* Objective a *
Could you print the section of the book list text between "Let me know" and "the apartment’s walls.", inclusive?

* Text passage *
— begin —
Below, find the ten books, their descriptions, and links to reviews.

Let me know what you think, whether below or over at the new GoodReads Group (here; we’d love you to come join us)!

The winner will be announced on May 4.


A General Theory of Oblivion
by José Eduardo Agualusa
translated from the Portuguese by Daniel Hahn
Angola

On the eve of Angolan independence, an agoraphobic woman named Ludo bricks herself into her Luandan apartment for 30 years, living off vegetables and the pigeons she lures in with diamonds, burning her furniture and books to stay alive and writing her story on the apartment’s walls.

Almost as if we’re eavesdropping, the history of Angola unfolds through the stories of those she sees from her window.

  • In a line that was surely included to bait book reviewers, one of the novel’s characters declares: “A man with a good story is practically a king.” If this is true, then Agualusa can count himself among the continent’s new royals. ~Angel Gurria-Quintana in The Financial Times
  • Fragmented and densely layered, Oblivion unfolds within the possibility — and the tension — inherent between writing and identity, text and meaning, story and life. ~Dustin Illingworth in The Quarterly Conversation

Arvida
by Samuel Archibald
translated from the French by Donald Winkler
Canada

Available in the U.S. and the U.K. from Biblioasis

Available in the U.S. and in the U.K. from Biblioasis

Like a Proust-obsessed Cormac McCarthy, Samuel Archibald’s portrait of his hometown is filled with innocent children and wild beasts, attempted murder and ritual mutilation, haunted houses and road trips to nowhere, bad men and mysterious women. Gothic, fantastical, and incandescent, filled with stories of everyday wonder and terror, longing and love, Arvida explores the line which separates memory from story, and heralds the arrival of an important new voice.
— end —
* Object position labeling records *
— begin —
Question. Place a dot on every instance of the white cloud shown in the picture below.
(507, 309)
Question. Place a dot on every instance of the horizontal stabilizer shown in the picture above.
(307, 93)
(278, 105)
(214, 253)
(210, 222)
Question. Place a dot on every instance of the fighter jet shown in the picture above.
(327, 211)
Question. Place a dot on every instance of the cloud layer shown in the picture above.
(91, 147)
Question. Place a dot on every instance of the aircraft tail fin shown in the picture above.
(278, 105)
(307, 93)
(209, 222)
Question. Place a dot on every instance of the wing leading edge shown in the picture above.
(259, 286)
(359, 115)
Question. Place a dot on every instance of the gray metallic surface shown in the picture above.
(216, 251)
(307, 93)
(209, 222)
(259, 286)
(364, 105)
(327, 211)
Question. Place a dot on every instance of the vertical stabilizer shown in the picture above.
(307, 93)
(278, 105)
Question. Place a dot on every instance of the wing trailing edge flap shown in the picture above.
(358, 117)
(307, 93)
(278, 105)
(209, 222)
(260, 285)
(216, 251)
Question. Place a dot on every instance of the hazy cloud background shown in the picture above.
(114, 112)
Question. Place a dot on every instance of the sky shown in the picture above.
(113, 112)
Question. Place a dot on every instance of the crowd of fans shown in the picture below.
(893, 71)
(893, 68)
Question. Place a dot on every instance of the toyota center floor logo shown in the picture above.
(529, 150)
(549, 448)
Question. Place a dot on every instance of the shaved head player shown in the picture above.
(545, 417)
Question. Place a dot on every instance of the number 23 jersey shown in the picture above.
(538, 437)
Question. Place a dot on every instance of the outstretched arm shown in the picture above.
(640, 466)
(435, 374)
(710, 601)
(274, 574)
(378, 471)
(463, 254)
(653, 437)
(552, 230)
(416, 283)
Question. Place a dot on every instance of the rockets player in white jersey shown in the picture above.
— end —
* Objective b *
Could you turn the lines of the records above, from the line containing "Question. Place a dot on every instance of the hazy" through the end of the records, into a numbered list with blank lines left out?

* Correct result a *
Let me know what you think, whether below or over at the new GoodReads Group (here; we’d love you to come join us)!

The winner will be announced on May 4.


A General Theory of Oblivion
by José Eduardo Agualusa
translated from the Portuguese by Daniel Hahn
Angola

On the eve of Angolan independence, an agoraphobic woman named Ludo bricks herself into her Luandan apartment for 30 years, living off vegetables and the pigeons she lures in with diamonds, burning her furniture and books to stay alive and writing her story on the apartment’s walls.

* Correct result b *
1. Question. Place a dot on every instance of the hazy cloud background shown in the picture above.
2. (114, 112)
3. Question. Place a dot on every instance of the sky shown in the picture above.
4. (113, 112)
5. Question. Place a dot on every instance of the crowd of fans shown in the picture below.
6. (893, 71)
7. (893, 68)
8. Question. Place a dot on every instance of the toyota center floor logo shown in the picture above.
9. (529, 150)
10. (549, 448)
11. Question. Place a dot on every instance of the shaved head player shown in the picture above.
12. (545, 417)
13. Question. Place a dot on every instance of the number 23 jersey shown in the picture above.
14. (538, 437)
15. Question. Place a dot on every instance of the outstretched arm shown in the picture above.
16. (640, 466)
17. (435, 374)
18. (710, 601)
19. (274, 574)
20. (378, 471)
21. (463, 254)
22. (653, 437)
23. (552, 230)
24. (416, 283)
25. Question. Place a dot on every instance of the rockets player in white jersey shown in the picture above.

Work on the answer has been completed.